▶ **Extracted records**:
________________________

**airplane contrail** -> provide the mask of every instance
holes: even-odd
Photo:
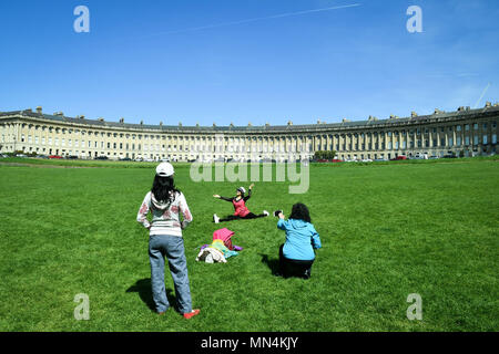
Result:
[[[333,10],[339,10],[339,9],[355,8],[355,7],[359,7],[359,6],[360,6],[360,3],[352,3],[352,4],[344,4],[344,6],[337,6],[337,7],[330,7],[330,8],[322,8],[322,9],[314,9],[314,10],[305,10],[305,11],[279,13],[279,14],[267,15],[267,17],[262,17],[262,18],[246,19],[246,20],[241,20],[241,21],[223,22],[223,23],[216,23],[216,24],[210,24],[210,25],[192,27],[192,28],[187,28],[187,29],[159,32],[159,33],[150,34],[150,35],[147,35],[147,38],[149,37],[156,37],[156,35],[164,35],[164,34],[174,34],[174,33],[182,33],[182,32],[208,30],[208,29],[215,29],[215,28],[220,28],[220,27],[242,24],[242,23],[249,23],[249,22],[271,20],[271,19],[279,19],[279,18],[292,17],[292,15],[307,14],[307,13],[313,13],[313,12],[323,12],[323,11],[333,11]]]
[[[478,98],[477,103],[475,104],[473,108],[478,108],[478,105],[480,104],[480,101],[483,98],[485,94],[487,93],[487,90],[490,87],[490,82],[487,84],[487,87],[483,88],[481,92],[480,98]]]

________________________

▶ **Task statement**: Repeat all of the data above word for word, minus the pictures.

▶ **Response to the exercise**:
**airplane contrail** -> provide the mask of every instance
holes: even-odd
Photo:
Result:
[[[333,10],[339,10],[339,9],[355,8],[355,7],[359,7],[359,6],[360,6],[360,3],[352,3],[352,4],[344,4],[344,6],[337,6],[337,7],[330,7],[330,8],[322,8],[322,9],[314,9],[314,10],[305,10],[305,11],[279,13],[279,14],[267,15],[267,17],[262,17],[262,18],[246,19],[246,20],[241,20],[241,21],[223,22],[223,23],[216,23],[216,24],[210,24],[210,25],[192,27],[192,28],[187,28],[187,29],[159,32],[159,33],[150,34],[150,35],[147,35],[147,38],[149,37],[156,37],[156,35],[164,35],[164,34],[174,34],[174,33],[182,33],[182,32],[208,30],[208,29],[215,29],[215,28],[220,28],[220,27],[242,24],[242,23],[249,23],[249,22],[271,20],[271,19],[279,19],[279,18],[292,17],[292,15],[307,14],[307,13],[313,13],[313,12],[323,12],[323,11],[333,11]]]
[[[478,98],[477,103],[475,104],[473,108],[478,108],[478,105],[480,104],[480,101],[483,98],[485,94],[487,93],[487,90],[490,87],[490,82],[487,84],[487,87],[483,88],[481,92],[480,98]]]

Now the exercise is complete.